Dataset rows:
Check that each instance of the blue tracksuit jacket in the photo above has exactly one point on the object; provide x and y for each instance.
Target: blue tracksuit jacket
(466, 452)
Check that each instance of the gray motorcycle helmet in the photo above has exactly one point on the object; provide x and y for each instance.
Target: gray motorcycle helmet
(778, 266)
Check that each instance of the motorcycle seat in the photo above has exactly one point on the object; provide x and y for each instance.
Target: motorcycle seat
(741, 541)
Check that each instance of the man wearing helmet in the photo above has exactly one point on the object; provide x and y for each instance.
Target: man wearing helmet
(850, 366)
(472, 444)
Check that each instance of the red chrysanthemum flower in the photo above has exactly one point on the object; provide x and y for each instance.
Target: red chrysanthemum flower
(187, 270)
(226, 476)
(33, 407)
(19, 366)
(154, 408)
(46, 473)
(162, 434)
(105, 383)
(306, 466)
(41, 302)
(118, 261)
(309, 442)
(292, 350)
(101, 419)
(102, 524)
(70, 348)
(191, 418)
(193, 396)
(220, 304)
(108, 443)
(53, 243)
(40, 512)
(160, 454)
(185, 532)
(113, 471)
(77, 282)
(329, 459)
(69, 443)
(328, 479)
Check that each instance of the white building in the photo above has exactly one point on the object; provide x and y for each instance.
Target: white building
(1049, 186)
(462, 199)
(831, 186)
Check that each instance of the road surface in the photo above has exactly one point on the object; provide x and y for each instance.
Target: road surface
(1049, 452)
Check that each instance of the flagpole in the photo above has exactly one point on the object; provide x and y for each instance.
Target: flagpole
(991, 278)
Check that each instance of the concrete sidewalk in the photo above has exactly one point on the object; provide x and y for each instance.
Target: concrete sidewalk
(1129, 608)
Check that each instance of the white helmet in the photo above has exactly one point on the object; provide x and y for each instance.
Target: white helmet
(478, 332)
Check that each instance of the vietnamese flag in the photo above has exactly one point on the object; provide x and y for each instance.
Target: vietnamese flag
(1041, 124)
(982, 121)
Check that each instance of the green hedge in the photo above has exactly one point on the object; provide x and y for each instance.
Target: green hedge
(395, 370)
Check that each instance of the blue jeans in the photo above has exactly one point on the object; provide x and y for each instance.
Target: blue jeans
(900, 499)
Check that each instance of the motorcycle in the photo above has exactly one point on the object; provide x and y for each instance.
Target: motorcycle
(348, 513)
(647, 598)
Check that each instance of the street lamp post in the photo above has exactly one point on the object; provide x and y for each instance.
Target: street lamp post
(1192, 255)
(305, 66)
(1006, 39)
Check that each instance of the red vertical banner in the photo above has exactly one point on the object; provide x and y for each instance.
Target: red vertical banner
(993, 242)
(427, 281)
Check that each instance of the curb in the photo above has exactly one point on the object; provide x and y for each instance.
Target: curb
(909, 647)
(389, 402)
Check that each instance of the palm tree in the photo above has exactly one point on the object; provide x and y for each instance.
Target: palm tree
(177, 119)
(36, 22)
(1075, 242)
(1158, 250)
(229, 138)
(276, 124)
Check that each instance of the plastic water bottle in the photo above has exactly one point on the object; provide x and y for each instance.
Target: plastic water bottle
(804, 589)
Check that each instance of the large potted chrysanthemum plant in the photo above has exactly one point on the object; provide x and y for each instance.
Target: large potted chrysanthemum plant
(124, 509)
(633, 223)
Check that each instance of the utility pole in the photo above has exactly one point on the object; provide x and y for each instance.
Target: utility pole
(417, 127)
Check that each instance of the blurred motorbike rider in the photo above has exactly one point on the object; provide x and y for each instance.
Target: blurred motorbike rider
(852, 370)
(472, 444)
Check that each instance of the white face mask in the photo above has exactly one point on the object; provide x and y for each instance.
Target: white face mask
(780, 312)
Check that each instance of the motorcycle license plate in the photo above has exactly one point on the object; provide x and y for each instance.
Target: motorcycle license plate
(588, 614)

* **What is being asked**
Make an exact copy of all the data.

* **Response for this exercise**
Check that each instance of the blue tracksuit jacket in the photo above has exactly one point on the object; provide x and y for each instance.
Target: blue tracksuit jacket
(466, 452)
Check that each instance of the gray motorcycle helmet in the photo above has exactly one point on the object; provide x and y for each instance.
Target: gray motorcycle helmet
(778, 266)
Check that each instance of the motorcycle seat in the photo above has exactly one point on the object; provide x and y for each instance.
Target: motorcycle seat
(741, 541)
Check that each instance of the man wearing helmet in the photo above has exactly one point on the object; provide x and y for each instance.
Target: man wearing helmet
(850, 366)
(472, 444)
Check that each instance of the red chrysanthemum flower in the photo above has exactly one point on the object; provide x and y for each instance.
Target: red chrysanthemum flower
(187, 270)
(226, 476)
(33, 407)
(19, 366)
(154, 408)
(46, 473)
(162, 434)
(105, 383)
(306, 466)
(41, 302)
(118, 261)
(309, 442)
(292, 350)
(101, 419)
(102, 524)
(70, 348)
(191, 418)
(193, 396)
(220, 304)
(108, 443)
(53, 243)
(40, 512)
(160, 454)
(185, 532)
(113, 471)
(77, 282)
(329, 459)
(69, 443)
(328, 479)
Check that each instance of the white building in the photo above has exactly one point on the object; provide x and y for each instance.
Target: white building
(1049, 186)
(462, 199)
(831, 186)
Check that each instance of the road surface in the photo above has exactly one point on the object; provide x and y for each instance.
Target: road surface
(1049, 452)
Check that each instance of the flagpole in the photo above has exactly one point on the object; provide x and y for each instance.
Target: flagpole
(991, 278)
Check that each instance of the concrete sidewalk in the photo above has exactly one point on the object; provide x and y for each instance.
Target: concrete sidewalk
(1129, 608)
Check that each instance of the white helmet in the photo above has exactly one point on the object; provide x and y for each instance.
Target: white helmet
(478, 332)
Check that each instance of the vietnamese flag in the photo above has exactly one point on the object; provide x and y for each instance.
Target: vietnamese flag
(1041, 124)
(982, 121)
Check that each instance of the green hedge in the photo above has exactly one point on the object; provide x and y for each instance.
Target: green hedge
(395, 370)
Check that each instance of the blue jeans in the photo above has exactly one point on the object; provide x and y for each instance.
Target: blue jeans
(900, 499)
Check that each instance of the motorcycle in the photo above has exactly one point on the object; provide x and y for each instance.
Target: motorcycle
(348, 513)
(647, 598)
Check that each instance of the street lamp post in the photo above has exactly one point on the object; provide x and y for each instance.
Target: street lamp post
(1192, 255)
(305, 66)
(1006, 39)
Check that each instance of the red vertical banner in the photo above has exactly one point on the object; provide x and y for each instance.
Target: red vertical banner
(993, 242)
(427, 281)
Check that each instance of the curb in the photo above has exactly one point on the object; provide x and y for each instance.
Target: curb
(909, 647)
(389, 402)
Check that each instance of the palm tree in the photo above has exactly one point on the object; provide x and y for each instance.
Target: palm tree
(177, 119)
(36, 22)
(1075, 242)
(1158, 250)
(229, 138)
(276, 124)
Check that each instance of the plastic water bottle in the photo above has exactly one point on the object; provide x and y for each instance.
Target: plastic water bottle
(804, 589)
Check that each instance of the large potted chrysanthemum plant in the photo above has exactly one point on the object; provide x and y for each instance.
Target: large potted chrysanthemum plant
(124, 509)
(633, 223)
Check that each instance of the utility pole in the photo above has exactly one point on the object; provide x and y for each instance.
Target: utility pole
(417, 127)
Check that each instance of the blurred motorbike rider in the photo above has exactly one point on the object; provide x and y for each instance.
Target: blurred motorbike rider
(852, 370)
(472, 444)
Check that each instance of the white face mask in the photo above has exactly one point on the object; provide x and y for each instance.
Target: white face mask
(780, 312)
Check that each instance of the motorcycle license plate in the photo above has exactly one point on the object; provide x and y for each instance.
Target: motorcycle license plate
(588, 614)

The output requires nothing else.